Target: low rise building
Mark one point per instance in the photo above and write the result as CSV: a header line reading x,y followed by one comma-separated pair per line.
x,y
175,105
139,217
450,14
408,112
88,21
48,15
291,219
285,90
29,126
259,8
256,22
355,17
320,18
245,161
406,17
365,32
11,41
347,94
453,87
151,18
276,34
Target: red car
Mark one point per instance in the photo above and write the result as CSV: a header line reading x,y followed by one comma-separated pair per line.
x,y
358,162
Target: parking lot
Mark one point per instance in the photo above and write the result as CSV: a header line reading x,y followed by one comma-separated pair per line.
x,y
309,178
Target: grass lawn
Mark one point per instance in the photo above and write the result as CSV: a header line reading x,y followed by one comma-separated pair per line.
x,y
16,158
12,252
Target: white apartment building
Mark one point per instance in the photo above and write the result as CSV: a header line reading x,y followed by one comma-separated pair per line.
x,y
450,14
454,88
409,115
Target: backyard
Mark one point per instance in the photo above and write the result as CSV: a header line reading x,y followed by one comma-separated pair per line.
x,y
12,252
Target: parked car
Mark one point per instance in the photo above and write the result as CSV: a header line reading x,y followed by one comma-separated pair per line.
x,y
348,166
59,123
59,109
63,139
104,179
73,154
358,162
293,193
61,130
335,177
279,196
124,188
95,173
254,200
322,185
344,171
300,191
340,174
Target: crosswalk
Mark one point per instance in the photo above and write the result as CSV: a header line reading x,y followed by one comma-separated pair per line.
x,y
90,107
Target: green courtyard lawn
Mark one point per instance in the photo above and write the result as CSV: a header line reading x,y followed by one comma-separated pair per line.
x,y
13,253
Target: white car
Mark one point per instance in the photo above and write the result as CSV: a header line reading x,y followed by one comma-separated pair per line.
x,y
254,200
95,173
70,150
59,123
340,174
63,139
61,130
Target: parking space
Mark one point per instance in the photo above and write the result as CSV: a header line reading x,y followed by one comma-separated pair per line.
----
Within the material, how many lines hold the string "parking"? Give the number by itself.

2